REQUIREMENTS = Copy everything in the data below exactly except the pictures.

RECORDS FOR THE EXERCISE =
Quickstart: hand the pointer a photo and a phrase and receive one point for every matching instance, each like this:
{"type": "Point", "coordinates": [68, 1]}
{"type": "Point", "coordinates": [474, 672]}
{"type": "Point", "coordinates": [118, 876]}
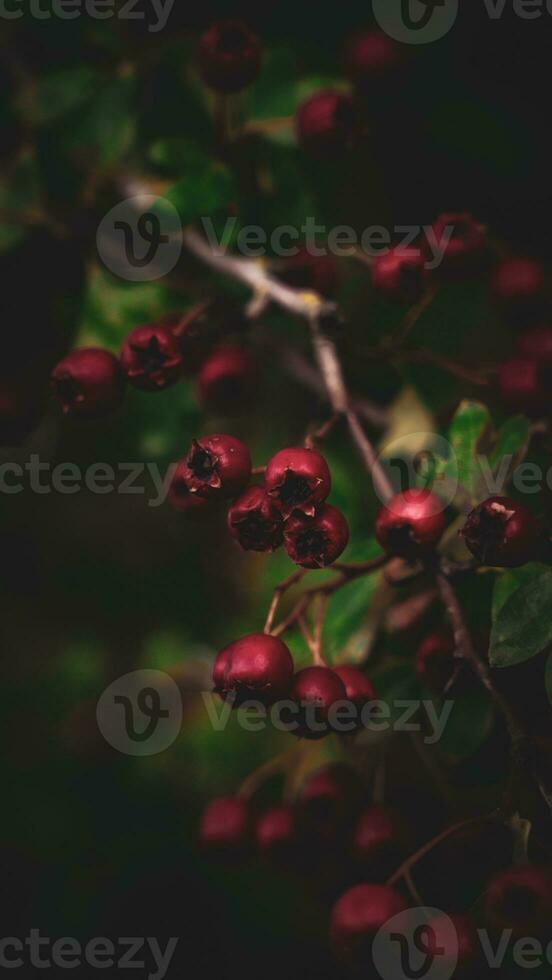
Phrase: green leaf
{"type": "Point", "coordinates": [523, 625]}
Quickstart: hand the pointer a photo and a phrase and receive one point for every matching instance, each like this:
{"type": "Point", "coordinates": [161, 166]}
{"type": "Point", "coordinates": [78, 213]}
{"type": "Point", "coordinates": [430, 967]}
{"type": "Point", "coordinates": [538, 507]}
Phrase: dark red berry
{"type": "Point", "coordinates": [326, 123]}
{"type": "Point", "coordinates": [298, 480]}
{"type": "Point", "coordinates": [229, 56]}
{"type": "Point", "coordinates": [255, 521]}
{"type": "Point", "coordinates": [225, 825]}
{"type": "Point", "coordinates": [216, 466]}
{"type": "Point", "coordinates": [520, 899]}
{"type": "Point", "coordinates": [411, 524]}
{"type": "Point", "coordinates": [464, 241]}
{"type": "Point", "coordinates": [435, 663]}
{"type": "Point", "coordinates": [315, 690]}
{"type": "Point", "coordinates": [89, 383]}
{"type": "Point", "coordinates": [316, 542]}
{"type": "Point", "coordinates": [151, 358]}
{"type": "Point", "coordinates": [316, 272]}
{"type": "Point", "coordinates": [518, 286]}
{"type": "Point", "coordinates": [357, 917]}
{"type": "Point", "coordinates": [501, 532]}
{"type": "Point", "coordinates": [228, 379]}
{"type": "Point", "coordinates": [401, 275]}
{"type": "Point", "coordinates": [276, 834]}
{"type": "Point", "coordinates": [257, 667]}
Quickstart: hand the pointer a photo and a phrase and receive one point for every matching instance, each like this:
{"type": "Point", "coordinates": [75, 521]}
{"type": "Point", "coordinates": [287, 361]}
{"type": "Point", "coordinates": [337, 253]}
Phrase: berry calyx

THE COMPLETED TASK =
Quickstart: hand the pointer a photo and a phrase and receive one point for every matching instance, each like this:
{"type": "Point", "coordinates": [68, 1]}
{"type": "Point", "coordinates": [474, 672]}
{"type": "Point", "coordinates": [118, 876]}
Phrase: green leaf
{"type": "Point", "coordinates": [523, 625]}
Quickstart: hand the pointer a photo and a phrase and receive one point for every matching instance, each like this:
{"type": "Point", "coordinates": [161, 166]}
{"type": "Point", "coordinates": [78, 213]}
{"type": "Point", "coordinates": [430, 967]}
{"type": "Point", "coordinates": [538, 507]}
Phrase: dark red berry
{"type": "Point", "coordinates": [326, 123]}
{"type": "Point", "coordinates": [298, 480]}
{"type": "Point", "coordinates": [229, 56]}
{"type": "Point", "coordinates": [255, 521]}
{"type": "Point", "coordinates": [225, 825]}
{"type": "Point", "coordinates": [216, 466]}
{"type": "Point", "coordinates": [520, 899]}
{"type": "Point", "coordinates": [411, 524]}
{"type": "Point", "coordinates": [464, 241]}
{"type": "Point", "coordinates": [435, 663]}
{"type": "Point", "coordinates": [315, 690]}
{"type": "Point", "coordinates": [89, 383]}
{"type": "Point", "coordinates": [316, 542]}
{"type": "Point", "coordinates": [151, 358]}
{"type": "Point", "coordinates": [316, 272]}
{"type": "Point", "coordinates": [518, 286]}
{"type": "Point", "coordinates": [357, 917]}
{"type": "Point", "coordinates": [501, 532]}
{"type": "Point", "coordinates": [228, 379]}
{"type": "Point", "coordinates": [401, 275]}
{"type": "Point", "coordinates": [276, 834]}
{"type": "Point", "coordinates": [257, 667]}
Quickstart: hand the pointer a photo and a phrase and receive one point for every matching instance, each like this:
{"type": "Point", "coordinates": [75, 521]}
{"type": "Point", "coordinates": [287, 361]}
{"type": "Point", "coordinates": [337, 253]}
Phrase: berry calyx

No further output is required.